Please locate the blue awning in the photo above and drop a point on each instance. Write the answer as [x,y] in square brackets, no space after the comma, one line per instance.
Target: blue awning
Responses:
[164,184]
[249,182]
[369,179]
· · · · ·
=== TASK REQUIREMENTS ===
Please write out every line of the rows above without changing a single character.

=== WRITTEN SOLUTION ===
Please locate the blue awning in the photo above and drop a point on each instance. Write the answer as [x,y] in square brackets, no space after the comma, one line per instance.
Target: blue awning
Responses:
[164,184]
[249,182]
[369,179]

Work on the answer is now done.